(begin)

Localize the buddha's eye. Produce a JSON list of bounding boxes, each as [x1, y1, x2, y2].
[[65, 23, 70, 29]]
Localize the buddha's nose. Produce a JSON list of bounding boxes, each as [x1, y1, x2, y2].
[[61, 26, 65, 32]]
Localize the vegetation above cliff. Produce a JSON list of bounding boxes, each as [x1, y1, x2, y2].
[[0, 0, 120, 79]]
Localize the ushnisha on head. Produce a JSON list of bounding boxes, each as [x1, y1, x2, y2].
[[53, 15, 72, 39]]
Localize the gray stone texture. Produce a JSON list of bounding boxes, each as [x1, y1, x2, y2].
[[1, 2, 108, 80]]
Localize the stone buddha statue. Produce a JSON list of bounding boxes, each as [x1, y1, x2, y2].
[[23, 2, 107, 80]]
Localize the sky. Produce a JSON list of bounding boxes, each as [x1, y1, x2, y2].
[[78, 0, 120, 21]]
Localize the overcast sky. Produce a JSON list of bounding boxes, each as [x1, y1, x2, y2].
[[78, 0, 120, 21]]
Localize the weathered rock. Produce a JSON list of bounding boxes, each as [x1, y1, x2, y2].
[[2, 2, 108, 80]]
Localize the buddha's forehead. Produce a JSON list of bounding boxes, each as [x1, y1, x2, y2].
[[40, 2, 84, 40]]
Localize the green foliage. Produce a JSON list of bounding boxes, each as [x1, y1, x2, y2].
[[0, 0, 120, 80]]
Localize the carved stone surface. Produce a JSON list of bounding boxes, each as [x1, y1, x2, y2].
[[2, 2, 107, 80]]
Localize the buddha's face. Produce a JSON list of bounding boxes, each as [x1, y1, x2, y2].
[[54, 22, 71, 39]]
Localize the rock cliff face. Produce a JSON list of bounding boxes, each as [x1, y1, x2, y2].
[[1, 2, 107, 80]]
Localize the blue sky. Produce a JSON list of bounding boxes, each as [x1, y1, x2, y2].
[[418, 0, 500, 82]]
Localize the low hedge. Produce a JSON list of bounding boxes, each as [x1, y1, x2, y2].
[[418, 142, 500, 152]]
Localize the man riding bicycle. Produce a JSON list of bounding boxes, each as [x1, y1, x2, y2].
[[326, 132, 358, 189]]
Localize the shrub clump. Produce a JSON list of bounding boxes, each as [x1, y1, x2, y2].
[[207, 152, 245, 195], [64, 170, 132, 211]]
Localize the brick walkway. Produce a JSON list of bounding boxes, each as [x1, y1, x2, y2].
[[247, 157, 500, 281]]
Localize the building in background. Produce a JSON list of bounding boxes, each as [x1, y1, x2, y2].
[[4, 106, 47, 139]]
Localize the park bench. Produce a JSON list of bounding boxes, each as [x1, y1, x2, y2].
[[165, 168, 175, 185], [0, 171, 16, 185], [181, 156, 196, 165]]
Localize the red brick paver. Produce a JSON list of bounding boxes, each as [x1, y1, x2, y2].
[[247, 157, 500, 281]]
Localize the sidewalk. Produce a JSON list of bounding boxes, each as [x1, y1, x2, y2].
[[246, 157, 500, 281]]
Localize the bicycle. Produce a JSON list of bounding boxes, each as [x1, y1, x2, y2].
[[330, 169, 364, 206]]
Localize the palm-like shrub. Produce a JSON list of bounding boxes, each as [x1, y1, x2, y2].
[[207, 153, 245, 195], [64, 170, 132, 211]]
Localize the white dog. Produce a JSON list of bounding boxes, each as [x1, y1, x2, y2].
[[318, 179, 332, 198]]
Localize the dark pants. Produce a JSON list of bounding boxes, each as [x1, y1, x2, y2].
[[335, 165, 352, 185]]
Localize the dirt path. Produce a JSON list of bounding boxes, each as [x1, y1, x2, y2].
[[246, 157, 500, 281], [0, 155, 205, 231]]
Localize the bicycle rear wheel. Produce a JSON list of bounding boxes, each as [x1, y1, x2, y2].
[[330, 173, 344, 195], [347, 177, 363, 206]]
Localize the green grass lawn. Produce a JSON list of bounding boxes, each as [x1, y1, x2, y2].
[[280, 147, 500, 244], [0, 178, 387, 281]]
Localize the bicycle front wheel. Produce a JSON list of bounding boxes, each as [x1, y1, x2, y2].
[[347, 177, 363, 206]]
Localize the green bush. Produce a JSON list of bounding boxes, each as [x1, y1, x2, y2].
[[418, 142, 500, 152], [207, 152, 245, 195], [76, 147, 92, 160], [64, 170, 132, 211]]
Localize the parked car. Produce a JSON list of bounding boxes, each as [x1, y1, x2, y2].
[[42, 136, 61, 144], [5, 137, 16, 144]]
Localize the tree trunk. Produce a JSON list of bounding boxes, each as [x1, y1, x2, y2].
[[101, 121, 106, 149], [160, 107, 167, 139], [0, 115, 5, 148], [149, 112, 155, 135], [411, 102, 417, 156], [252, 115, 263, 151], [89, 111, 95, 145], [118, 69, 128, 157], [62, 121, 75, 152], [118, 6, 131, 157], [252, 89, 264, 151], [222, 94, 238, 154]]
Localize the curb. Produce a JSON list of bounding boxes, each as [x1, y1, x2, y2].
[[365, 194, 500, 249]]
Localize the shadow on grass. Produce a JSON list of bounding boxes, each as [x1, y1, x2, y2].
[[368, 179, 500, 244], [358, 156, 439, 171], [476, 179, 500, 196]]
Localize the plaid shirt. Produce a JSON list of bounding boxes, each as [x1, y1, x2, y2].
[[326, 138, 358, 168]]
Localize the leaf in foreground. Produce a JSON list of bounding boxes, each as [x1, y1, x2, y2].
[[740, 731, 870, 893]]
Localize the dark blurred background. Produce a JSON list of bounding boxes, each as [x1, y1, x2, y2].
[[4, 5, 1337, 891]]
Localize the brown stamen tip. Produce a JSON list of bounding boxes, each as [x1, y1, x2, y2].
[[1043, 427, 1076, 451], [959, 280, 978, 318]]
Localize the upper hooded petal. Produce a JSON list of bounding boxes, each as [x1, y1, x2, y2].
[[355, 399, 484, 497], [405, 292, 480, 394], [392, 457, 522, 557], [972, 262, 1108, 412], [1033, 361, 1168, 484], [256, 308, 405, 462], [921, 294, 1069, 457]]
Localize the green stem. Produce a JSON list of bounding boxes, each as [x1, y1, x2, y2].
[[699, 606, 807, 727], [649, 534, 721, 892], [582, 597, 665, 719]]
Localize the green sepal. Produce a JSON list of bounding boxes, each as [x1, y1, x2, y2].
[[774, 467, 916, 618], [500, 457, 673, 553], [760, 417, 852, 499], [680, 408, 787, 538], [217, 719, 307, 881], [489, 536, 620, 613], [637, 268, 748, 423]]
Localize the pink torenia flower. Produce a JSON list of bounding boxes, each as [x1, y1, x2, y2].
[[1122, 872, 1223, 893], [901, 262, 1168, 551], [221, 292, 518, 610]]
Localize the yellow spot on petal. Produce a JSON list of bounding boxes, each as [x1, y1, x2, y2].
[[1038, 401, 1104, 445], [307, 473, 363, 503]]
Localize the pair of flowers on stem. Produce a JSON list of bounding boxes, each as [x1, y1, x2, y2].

(end)

• **What you should do**
Output every line of the items above as a Markdown table with two columns, Row and Line, numbering each row and skipping any blank lines.

• **Task output**
| Row | Line |
|---|---|
| 1 | Localize the buddha's eye. Produce a JSON list of bounding boxes, each as [x1, y1, x2, y2]. |
| 2 | [[65, 23, 70, 29]] |
| 3 | Localize the buddha's nose. Produce a JSON list of bounding boxes, each as [x1, y1, x2, y2]. |
| 4 | [[61, 26, 65, 32]] |
| 5 | Localize the vegetation above cliff. Produce a JSON list of bounding boxes, each as [x1, y1, x2, y2]. |
| 6 | [[0, 0, 120, 79]] |
| 7 | Localize the ushnisha on head. Produce a JSON list of bounding boxes, each as [x1, y1, x2, y2]. |
| 8 | [[53, 15, 72, 39]] |
| 9 | Localize the gray stone texture. Produce a JSON list of bounding boxes, each as [x1, y1, x2, y2]. |
| 10 | [[1, 2, 108, 80]] |
| 11 | Localize the stone buddha statue. Produce a JSON list of bounding boxes, each as [x1, y1, x2, y2]. |
| 12 | [[23, 2, 107, 80]] |
| 13 | Localize the sky. Produce a JSON list of bounding boxes, each as [x1, y1, x2, y2]. |
| 14 | [[78, 0, 120, 21]] |
| 15 | Localize the overcast sky. Produce a JSON list of bounding boxes, each as [x1, y1, x2, y2]. |
| 16 | [[78, 0, 120, 21]] |
| 17 | Localize the weathered rock. Produce a JSON list of bounding boxes, each as [x1, y1, x2, y2]. |
| 18 | [[2, 2, 108, 80]] |
| 19 | Localize the buddha's forehead. Produce a JSON list of bounding boxes, each as [x1, y1, x2, y2]. |
| 20 | [[40, 2, 84, 40]] |
| 21 | Localize the green foliage. Produce a JSON list of bounding boxes, each as [x1, y1, x2, y2]. |
| 22 | [[0, 0, 120, 80]] |
| 23 | Localize the carved stone surface. Produce a JSON list of bounding boxes, each as [x1, y1, x2, y2]. |
| 24 | [[2, 2, 107, 80]] |
| 25 | Localize the buddha's face. Produce a JSON list of bounding boxes, each as [x1, y1, x2, y2]. |
| 26 | [[54, 22, 71, 39]] |
| 27 | Localize the rock cliff face. Produce a JSON list of bounding boxes, each as [x1, y1, x2, y2]. |
| 28 | [[1, 2, 107, 80]] |
| 29 | Localize the blue sky. Produce a JSON list of bounding boxes, each as [x1, y1, x2, y2]. |
| 30 | [[418, 0, 500, 82]] |
| 31 | Localize the low hedge. Produce a JSON list of bounding boxes, each as [x1, y1, x2, y2]. |
| 32 | [[418, 142, 500, 152]] |
| 33 | Localize the man riding bicycle. Produce a JSON list of bounding boxes, each as [x1, y1, x2, y2]. |
| 34 | [[326, 132, 358, 189]] |
| 35 | Localize the shrub clump. Produce a JSON list of bounding boxes, each as [x1, y1, x2, y2]. |
| 36 | [[207, 152, 245, 195], [64, 170, 132, 211]] |
| 37 | Localize the brick walkway. Produce a JSON list of bounding boxes, each as [x1, y1, x2, y2]. |
| 38 | [[247, 157, 500, 281]] |
| 39 | Localize the building in background. Produce a JSON list of bounding boxes, each as [x1, y1, x2, y2]. |
| 40 | [[4, 106, 47, 139]] |
| 41 | Localize the park bench. Produce a JSON list of bounding boxes, each as [x1, y1, x2, y2]. |
| 42 | [[165, 168, 175, 185], [0, 171, 16, 185], [181, 156, 196, 165]] |
| 43 | Localize the red brick paver. Produce a JSON list of bounding boxes, each as [x1, y1, x2, y2]. |
| 44 | [[247, 157, 500, 281]] |
| 45 | Localize the sidewalk. Produce a JSON list of bounding boxes, each as [x1, y1, x2, y2]. |
| 46 | [[246, 157, 500, 281]] |
| 47 | Localize the bicycle. Produce a JSON list of bounding boxes, each as [x1, y1, x2, y2]. |
| 48 | [[330, 169, 364, 206]] |
| 49 | Localize the palm-like shrub. Produce a JSON list of bounding boxes, each as [x1, y1, x2, y2]. |
| 50 | [[207, 153, 245, 195], [64, 170, 132, 211]] |
| 51 | Localize the white dog. Produce a JSON list of bounding boxes, each as [x1, y1, x2, y2]. |
| 52 | [[318, 179, 332, 198]] |
| 53 | Localize the dark pants. Produce a JSON list of bounding boxes, each as [x1, y1, x2, y2]. |
| 54 | [[335, 165, 352, 185]] |
| 55 | Localize the dirt path. Produce a JSON list of bounding boxes, each as [x1, y1, x2, y2]. |
| 56 | [[246, 157, 500, 281], [0, 155, 205, 231]] |
| 57 | Localize the bicycle rear wheel. Produce a JSON list of bounding boxes, each as [x1, y1, x2, y2]. |
| 58 | [[330, 173, 344, 195], [347, 177, 363, 206]] |
| 59 | Localize the green grass lawn. Produce a JSON list of bounding boxes, each as [x1, y1, x2, y2]. |
| 60 | [[280, 147, 500, 244], [0, 178, 387, 281]] |
| 61 | Localize the bicycle front wheel. Produce a JSON list of bounding boxes, each as [x1, y1, x2, y2]. |
| 62 | [[347, 177, 363, 206]] |
| 63 | Localize the green bush. Produce a JSON list of bounding boxes, each as [x1, y1, x2, y2]. |
| 64 | [[418, 142, 500, 152], [207, 152, 245, 195], [76, 147, 92, 160], [64, 170, 132, 211]] |
| 65 | Localize the parked car. Produce a JSON list of bounding boxes, each as [x1, y1, x2, y2]. |
| 66 | [[42, 136, 61, 144], [5, 137, 16, 144]] |
| 67 | Localize the tree trunk. Produce a JSON list of bounding boxes, each as [x1, y1, x2, y2]. |
| 68 | [[101, 121, 106, 149], [160, 107, 167, 139], [0, 115, 5, 148], [149, 112, 155, 135], [411, 102, 417, 156], [252, 115, 263, 151], [89, 111, 95, 145], [118, 69, 128, 157], [62, 121, 75, 152], [118, 6, 131, 157], [252, 89, 264, 151], [222, 94, 238, 154]] |
| 69 | Localize the curb. Produce a JSON list of bounding boxes, each as [x1, y1, x2, y2]. |
| 70 | [[365, 194, 500, 249]] |
| 71 | Localize the shadow on grass. Produce a JSON list of bounding boxes, each as [x1, y1, x2, y2]. |
| 72 | [[368, 179, 500, 244], [358, 156, 439, 171], [476, 179, 500, 196]] |
| 73 | Localize the plaid shirt. Produce a JSON list of bounding boxes, each as [x1, y1, x2, y2]. |
| 74 | [[326, 138, 358, 168]] |
| 75 | Localize the leaf in foreground. Produce a JSON list of bounding boxes, each as [x1, y1, x2, y2]. |
| 76 | [[740, 731, 870, 893]] |
| 77 | Localize the dark blurred background. Produce a JSON list of bounding boxes, each as [x1, y1, x2, y2]. |
| 78 | [[4, 5, 1337, 891]] |
| 79 | Localize the brown stamen tip. Produce a JSON list of bounding boxes, each as [x1, y1, x2, y2]. |
| 80 | [[1043, 427, 1076, 451], [959, 280, 978, 318]] |
| 81 | Localize the upper hooded petal. Produce a JSON list of bounding boxes, each as [x1, y1, x2, y2]. |
| 82 | [[355, 399, 484, 497], [405, 292, 480, 394], [392, 457, 522, 557], [972, 262, 1108, 412], [1033, 361, 1168, 484], [256, 308, 405, 462], [921, 294, 1069, 457]] |
| 83 | Localize the green stem. Produce a JSON list of bounding boxes, each as [x1, y1, x2, y2]. |
| 84 | [[699, 606, 807, 727], [649, 534, 721, 892], [582, 597, 665, 719]] |
| 85 | Localize the green sepal. Produce a JSON list of bounding boxes, each as [x1, y1, x2, y2]. |
| 86 | [[774, 467, 916, 618], [500, 457, 673, 553], [760, 417, 852, 499], [680, 408, 787, 538], [217, 719, 307, 881], [489, 536, 620, 613], [637, 268, 748, 423]] |
| 87 | Localize the pink torenia flower. Produce a JSON list of bounding boxes, each as [x1, y1, x2, y2]. |
| 88 | [[1122, 872, 1223, 893], [901, 262, 1168, 551], [221, 292, 518, 610]] |
| 89 | Localize the yellow spot on petal. Produce a JSON list of bounding boxes, each as [x1, y1, x2, y2]. |
| 90 | [[1038, 401, 1104, 445], [307, 473, 363, 503]] |
| 91 | Localize the pair of flowers on stem. Produce a JSON list of bounding boxes, each as [x1, y1, x2, y2]. |